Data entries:
__________________________________________________

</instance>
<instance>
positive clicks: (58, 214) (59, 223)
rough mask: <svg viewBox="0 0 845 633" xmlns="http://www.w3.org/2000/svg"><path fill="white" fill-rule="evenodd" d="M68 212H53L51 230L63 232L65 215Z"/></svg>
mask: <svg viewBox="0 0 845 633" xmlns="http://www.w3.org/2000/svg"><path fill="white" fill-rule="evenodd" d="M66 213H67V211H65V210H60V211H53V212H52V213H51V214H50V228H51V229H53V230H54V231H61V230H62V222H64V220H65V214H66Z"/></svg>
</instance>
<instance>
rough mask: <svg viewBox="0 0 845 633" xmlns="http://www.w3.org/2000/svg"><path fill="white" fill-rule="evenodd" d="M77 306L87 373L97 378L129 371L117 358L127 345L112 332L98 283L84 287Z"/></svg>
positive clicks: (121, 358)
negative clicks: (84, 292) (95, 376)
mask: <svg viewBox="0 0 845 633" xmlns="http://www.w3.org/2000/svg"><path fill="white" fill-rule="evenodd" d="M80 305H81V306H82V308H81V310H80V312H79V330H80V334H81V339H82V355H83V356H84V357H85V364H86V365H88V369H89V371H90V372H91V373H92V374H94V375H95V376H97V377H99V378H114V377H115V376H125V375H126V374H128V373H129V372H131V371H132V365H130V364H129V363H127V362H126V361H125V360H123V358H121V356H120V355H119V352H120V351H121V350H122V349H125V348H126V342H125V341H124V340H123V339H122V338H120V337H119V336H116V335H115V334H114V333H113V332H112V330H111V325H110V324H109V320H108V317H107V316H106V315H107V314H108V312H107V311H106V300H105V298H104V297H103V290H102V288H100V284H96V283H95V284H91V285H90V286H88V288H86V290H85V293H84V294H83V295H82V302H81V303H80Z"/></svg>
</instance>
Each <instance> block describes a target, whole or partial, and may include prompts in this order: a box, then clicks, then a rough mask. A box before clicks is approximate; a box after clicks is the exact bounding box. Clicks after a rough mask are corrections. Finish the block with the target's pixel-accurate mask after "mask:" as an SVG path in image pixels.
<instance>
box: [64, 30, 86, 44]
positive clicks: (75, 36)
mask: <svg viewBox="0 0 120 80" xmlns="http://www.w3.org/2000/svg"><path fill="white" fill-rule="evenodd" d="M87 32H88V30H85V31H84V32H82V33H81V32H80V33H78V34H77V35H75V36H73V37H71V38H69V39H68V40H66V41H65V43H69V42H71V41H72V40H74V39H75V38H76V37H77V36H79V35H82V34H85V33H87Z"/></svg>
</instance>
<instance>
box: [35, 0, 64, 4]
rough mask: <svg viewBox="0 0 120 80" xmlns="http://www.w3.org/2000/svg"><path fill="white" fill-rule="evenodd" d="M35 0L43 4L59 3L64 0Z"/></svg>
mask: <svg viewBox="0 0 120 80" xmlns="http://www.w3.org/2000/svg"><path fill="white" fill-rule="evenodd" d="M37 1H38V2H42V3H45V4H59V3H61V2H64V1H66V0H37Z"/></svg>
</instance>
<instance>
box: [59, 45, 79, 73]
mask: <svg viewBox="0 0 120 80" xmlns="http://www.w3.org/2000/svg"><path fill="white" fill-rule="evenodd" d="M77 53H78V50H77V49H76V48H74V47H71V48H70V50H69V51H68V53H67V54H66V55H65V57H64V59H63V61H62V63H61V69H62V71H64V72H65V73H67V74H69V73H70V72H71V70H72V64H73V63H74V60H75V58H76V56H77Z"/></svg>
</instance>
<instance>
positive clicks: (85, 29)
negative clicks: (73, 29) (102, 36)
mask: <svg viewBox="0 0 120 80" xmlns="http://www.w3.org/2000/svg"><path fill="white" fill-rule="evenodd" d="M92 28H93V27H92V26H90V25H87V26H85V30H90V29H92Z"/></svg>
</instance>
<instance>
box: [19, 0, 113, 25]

__________________________________________________

> [To do] Nothing may be omitted; retype every record exactly.

> [Exercise output]
</instance>
<instance>
positive clicks: (58, 214) (59, 223)
rough mask: <svg viewBox="0 0 845 633" xmlns="http://www.w3.org/2000/svg"><path fill="white" fill-rule="evenodd" d="M68 212H53L51 230L63 232L65 215Z"/></svg>
mask: <svg viewBox="0 0 845 633" xmlns="http://www.w3.org/2000/svg"><path fill="white" fill-rule="evenodd" d="M66 213H67V211H65V210H60V211H53V212H52V213H51V214H50V228H51V229H53V230H54V231H61V230H62V222H64V220H65V214H66Z"/></svg>
</instance>
<instance>
rough mask: <svg viewBox="0 0 845 633" xmlns="http://www.w3.org/2000/svg"><path fill="white" fill-rule="evenodd" d="M77 306L87 373L97 378L129 371L117 358L127 345L112 332L98 283L84 287Z"/></svg>
positive clicks: (121, 358)
negative clicks: (84, 292) (95, 376)
mask: <svg viewBox="0 0 845 633" xmlns="http://www.w3.org/2000/svg"><path fill="white" fill-rule="evenodd" d="M80 305H81V306H82V308H81V310H80V312H79V330H80V334H81V339H82V355H83V356H84V357H85V364H86V365H88V369H89V371H90V372H91V373H92V374H94V375H95V376H97V377H99V378H114V377H115V376H125V375H126V374H128V373H129V372H131V371H132V365H130V364H129V363H127V362H126V361H125V360H123V358H121V356H120V355H119V352H120V351H121V350H122V349H125V348H126V342H125V341H124V340H123V339H122V338H120V337H119V336H116V335H115V334H114V333H113V332H112V330H111V325H110V324H109V320H108V317H107V316H106V315H107V314H108V312H107V311H106V300H105V298H104V297H103V290H102V288H100V284H96V283H95V284H91V285H90V286H88V288H86V290H85V293H84V294H83V295H82V302H81V303H80Z"/></svg>
</instance>
Each <instance> block describes a target, whole or partial, and may include prompts in this order: a box, then clicks, then a rough mask. A box before clicks is approximate; a box after clicks is the exact bounding box. Clicks after a rough mask are corrections. Finish the block with the target's pixel-accurate mask after "mask:" as an SVG path in image pixels.
<instance>
box: [64, 30, 86, 44]
positive clicks: (75, 36)
mask: <svg viewBox="0 0 120 80" xmlns="http://www.w3.org/2000/svg"><path fill="white" fill-rule="evenodd" d="M87 32H88V30H85V31H84V32H82V33H81V32H80V33H78V34H77V35H75V36H73V37H71V38H69V39H68V40H66V41H65V43H69V42H71V41H72V40H74V39H75V38H76V37H77V36H79V35H82V34H85V33H87Z"/></svg>
</instance>
<instance>
box: [35, 0, 64, 4]
rough mask: <svg viewBox="0 0 120 80" xmlns="http://www.w3.org/2000/svg"><path fill="white" fill-rule="evenodd" d="M35 0L43 4L59 3L64 0Z"/></svg>
mask: <svg viewBox="0 0 120 80" xmlns="http://www.w3.org/2000/svg"><path fill="white" fill-rule="evenodd" d="M37 1H38V2H42V3H45V4H59V3H61V2H64V1H66V0H37Z"/></svg>
</instance>
<instance>
box: [59, 45, 79, 73]
mask: <svg viewBox="0 0 120 80" xmlns="http://www.w3.org/2000/svg"><path fill="white" fill-rule="evenodd" d="M77 53H78V50H77V49H76V48H74V47H71V48H70V50H69V51H68V53H67V54H66V55H65V57H64V59H63V61H62V63H61V69H62V71H64V72H65V73H67V74H69V73H70V72H71V70H72V64H73V63H74V60H75V58H76V56H77Z"/></svg>
</instance>
<instance>
positive clicks: (85, 29)
negative clicks: (73, 29) (102, 36)
mask: <svg viewBox="0 0 120 80" xmlns="http://www.w3.org/2000/svg"><path fill="white" fill-rule="evenodd" d="M92 28H93V27H92V26H90V25H87V26H85V30H90V29H92Z"/></svg>
</instance>
<instance>
box: [19, 0, 113, 25]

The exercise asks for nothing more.